== WHAT NEEDS TO BE DONE ==
All lines from the line containing "In the photo above, where can the blue sky" up to and including the last line of the listing below should be echoed exactly; no other lines belong in the response.

Records from a data collection
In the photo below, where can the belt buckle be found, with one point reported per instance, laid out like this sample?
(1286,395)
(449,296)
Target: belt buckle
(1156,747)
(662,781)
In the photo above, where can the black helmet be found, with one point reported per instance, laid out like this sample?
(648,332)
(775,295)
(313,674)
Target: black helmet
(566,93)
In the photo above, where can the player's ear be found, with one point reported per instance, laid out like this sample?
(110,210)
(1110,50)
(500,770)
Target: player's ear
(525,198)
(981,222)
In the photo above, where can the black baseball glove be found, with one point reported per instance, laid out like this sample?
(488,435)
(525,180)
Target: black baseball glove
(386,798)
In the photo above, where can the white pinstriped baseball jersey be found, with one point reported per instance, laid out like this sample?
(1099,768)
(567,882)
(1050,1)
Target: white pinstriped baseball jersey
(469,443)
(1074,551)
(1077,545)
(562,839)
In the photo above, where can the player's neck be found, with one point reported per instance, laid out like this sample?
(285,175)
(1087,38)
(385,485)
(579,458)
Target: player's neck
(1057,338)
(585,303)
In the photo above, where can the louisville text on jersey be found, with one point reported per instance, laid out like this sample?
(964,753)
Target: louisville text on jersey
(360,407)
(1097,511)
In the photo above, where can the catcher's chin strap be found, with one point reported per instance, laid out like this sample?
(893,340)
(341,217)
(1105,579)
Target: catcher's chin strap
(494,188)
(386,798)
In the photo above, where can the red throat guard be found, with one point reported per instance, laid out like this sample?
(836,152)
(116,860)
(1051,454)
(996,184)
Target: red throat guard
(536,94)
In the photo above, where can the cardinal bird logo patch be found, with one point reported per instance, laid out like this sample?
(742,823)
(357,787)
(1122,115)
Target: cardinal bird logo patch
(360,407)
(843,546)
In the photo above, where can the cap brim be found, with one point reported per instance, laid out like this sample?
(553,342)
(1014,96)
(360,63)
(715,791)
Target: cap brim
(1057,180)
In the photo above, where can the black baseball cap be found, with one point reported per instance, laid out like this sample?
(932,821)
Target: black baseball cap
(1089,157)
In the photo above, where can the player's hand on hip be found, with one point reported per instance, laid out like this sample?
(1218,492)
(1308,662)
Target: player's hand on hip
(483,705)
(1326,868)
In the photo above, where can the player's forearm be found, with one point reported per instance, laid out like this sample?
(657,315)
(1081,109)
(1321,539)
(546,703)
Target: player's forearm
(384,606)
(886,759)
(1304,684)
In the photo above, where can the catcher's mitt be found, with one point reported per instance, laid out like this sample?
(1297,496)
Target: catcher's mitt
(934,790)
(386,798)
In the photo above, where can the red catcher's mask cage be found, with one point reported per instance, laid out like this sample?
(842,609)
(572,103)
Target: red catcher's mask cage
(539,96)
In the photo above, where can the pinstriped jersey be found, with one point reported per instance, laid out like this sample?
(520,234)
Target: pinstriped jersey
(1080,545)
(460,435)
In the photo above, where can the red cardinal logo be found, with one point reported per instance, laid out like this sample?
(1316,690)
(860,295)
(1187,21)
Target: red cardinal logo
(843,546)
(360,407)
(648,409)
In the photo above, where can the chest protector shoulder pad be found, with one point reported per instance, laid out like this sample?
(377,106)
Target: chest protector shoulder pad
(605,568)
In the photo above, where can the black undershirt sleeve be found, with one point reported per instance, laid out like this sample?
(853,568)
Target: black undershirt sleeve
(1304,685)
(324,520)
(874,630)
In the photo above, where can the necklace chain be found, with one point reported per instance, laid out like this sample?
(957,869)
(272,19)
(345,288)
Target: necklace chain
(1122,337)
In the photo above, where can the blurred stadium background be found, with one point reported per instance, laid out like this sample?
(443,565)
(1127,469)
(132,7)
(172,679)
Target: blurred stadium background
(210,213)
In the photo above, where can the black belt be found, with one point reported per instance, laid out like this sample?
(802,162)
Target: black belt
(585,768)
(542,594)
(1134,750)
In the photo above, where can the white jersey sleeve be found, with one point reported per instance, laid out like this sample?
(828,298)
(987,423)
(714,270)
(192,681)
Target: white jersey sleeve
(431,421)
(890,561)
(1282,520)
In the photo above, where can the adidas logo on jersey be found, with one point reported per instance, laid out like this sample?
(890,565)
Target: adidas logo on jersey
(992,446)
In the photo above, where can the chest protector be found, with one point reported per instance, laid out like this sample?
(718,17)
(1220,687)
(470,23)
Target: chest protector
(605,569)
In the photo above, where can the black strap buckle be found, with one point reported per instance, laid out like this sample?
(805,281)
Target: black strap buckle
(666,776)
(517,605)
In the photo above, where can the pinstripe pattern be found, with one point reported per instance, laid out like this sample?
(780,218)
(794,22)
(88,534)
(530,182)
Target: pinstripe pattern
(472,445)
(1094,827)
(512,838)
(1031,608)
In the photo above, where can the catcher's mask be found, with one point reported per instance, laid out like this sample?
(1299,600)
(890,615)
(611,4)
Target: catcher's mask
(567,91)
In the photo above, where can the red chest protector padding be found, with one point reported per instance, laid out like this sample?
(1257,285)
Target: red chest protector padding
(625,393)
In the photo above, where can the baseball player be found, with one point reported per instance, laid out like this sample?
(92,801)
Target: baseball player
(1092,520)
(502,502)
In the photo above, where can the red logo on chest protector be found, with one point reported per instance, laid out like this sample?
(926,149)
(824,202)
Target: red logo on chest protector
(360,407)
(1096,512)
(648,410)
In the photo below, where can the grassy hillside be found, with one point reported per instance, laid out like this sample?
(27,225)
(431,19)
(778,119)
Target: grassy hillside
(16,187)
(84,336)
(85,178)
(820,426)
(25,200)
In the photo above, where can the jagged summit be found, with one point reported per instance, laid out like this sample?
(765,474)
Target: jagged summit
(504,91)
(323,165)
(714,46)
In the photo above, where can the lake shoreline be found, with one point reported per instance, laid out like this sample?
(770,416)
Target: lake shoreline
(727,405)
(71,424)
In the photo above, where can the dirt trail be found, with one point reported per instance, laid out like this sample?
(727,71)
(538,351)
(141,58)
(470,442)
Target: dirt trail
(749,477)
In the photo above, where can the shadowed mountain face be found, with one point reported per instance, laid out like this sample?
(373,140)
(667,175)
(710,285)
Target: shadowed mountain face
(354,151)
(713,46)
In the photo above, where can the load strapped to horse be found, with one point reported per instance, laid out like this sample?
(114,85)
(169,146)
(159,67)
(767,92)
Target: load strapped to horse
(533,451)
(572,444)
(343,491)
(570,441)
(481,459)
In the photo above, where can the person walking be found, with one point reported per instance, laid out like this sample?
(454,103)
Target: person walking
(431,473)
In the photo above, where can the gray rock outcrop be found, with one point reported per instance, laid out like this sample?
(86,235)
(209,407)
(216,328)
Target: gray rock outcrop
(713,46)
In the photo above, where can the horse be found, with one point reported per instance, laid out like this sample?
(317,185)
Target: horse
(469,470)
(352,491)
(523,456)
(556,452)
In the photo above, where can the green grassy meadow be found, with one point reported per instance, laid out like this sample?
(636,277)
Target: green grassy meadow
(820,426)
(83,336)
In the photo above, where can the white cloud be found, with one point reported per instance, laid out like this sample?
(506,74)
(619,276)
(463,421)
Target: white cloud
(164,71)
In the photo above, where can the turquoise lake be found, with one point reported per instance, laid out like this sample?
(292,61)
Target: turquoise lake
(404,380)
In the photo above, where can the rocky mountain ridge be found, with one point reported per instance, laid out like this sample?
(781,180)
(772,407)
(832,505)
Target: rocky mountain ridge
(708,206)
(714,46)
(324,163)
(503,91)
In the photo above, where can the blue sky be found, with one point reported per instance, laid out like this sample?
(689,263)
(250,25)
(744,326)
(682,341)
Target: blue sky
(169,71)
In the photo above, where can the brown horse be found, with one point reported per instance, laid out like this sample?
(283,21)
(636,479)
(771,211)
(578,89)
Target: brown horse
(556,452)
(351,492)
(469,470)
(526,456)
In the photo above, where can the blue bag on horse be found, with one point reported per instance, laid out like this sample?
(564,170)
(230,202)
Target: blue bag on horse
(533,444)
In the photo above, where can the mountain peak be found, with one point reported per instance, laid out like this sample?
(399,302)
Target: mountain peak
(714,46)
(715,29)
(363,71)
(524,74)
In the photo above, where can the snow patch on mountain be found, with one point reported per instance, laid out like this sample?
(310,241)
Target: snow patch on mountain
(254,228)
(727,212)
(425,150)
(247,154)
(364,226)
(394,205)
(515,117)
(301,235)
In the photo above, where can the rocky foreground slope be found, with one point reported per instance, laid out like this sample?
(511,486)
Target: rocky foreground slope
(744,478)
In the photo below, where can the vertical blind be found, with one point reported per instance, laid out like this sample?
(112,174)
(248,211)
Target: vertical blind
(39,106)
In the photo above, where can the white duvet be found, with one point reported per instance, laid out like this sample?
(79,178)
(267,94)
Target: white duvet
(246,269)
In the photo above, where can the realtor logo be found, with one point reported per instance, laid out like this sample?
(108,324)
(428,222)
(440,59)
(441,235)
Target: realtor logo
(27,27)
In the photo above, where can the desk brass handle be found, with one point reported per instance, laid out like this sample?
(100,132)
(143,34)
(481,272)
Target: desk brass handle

== TASK SOLUTION ==
In the photo above, where can the blue sky be found, with one point reported per instance, laid out like this sample?
(689,263)
(250,25)
(744,326)
(682,341)
Target: blue sky
(169,71)
In the photo above, where can the brown horse be found, with one point reported per instance, laid out like this sample?
(283,21)
(636,479)
(771,211)
(578,89)
Target: brown horse
(556,452)
(351,492)
(469,470)
(526,456)
In the photo above, where can the blue bag on horse be found, with one point reported per instance, laid out like this sample?
(564,170)
(230,202)
Target: blue bag on horse
(533,444)
In the photo above, where can the mountain peak be found, with one point reported per instance, laid out like this sample?
(399,302)
Target: mountain peak
(714,46)
(715,29)
(363,71)
(524,74)
In the photo above, where can the snow patch on mountain be found, with one point reported per instance, laid out like this sample?
(310,241)
Target: snow patch on mountain
(254,228)
(727,212)
(425,150)
(247,154)
(364,226)
(394,205)
(515,117)
(301,235)
In the photo above, where can the rocky foreground slope be found, with one point reported per instance, laid out like this sample?
(511,486)
Target: rocky foreground slope
(744,478)
In the photo below, where can the vertical blind be found, with one point reported per instance, laid out like this sample?
(112,174)
(248,211)
Target: vertical blind
(39,106)
In the photo above, where can the white duvet be found, with one point reported per instance, laid out like this sample?
(79,178)
(267,94)
Target: white duvet
(246,269)
In the photo above, where can the realtor logo be found, with one point reported per instance, laid out like this sample?
(108,324)
(428,222)
(440,59)
(441,235)
Target: realtor logo
(27,27)
In the photo above, where can the desk brass handle be found, with one point reported per instance, laid out like this sample?
(100,132)
(143,34)
(481,272)
Target: desk brass handle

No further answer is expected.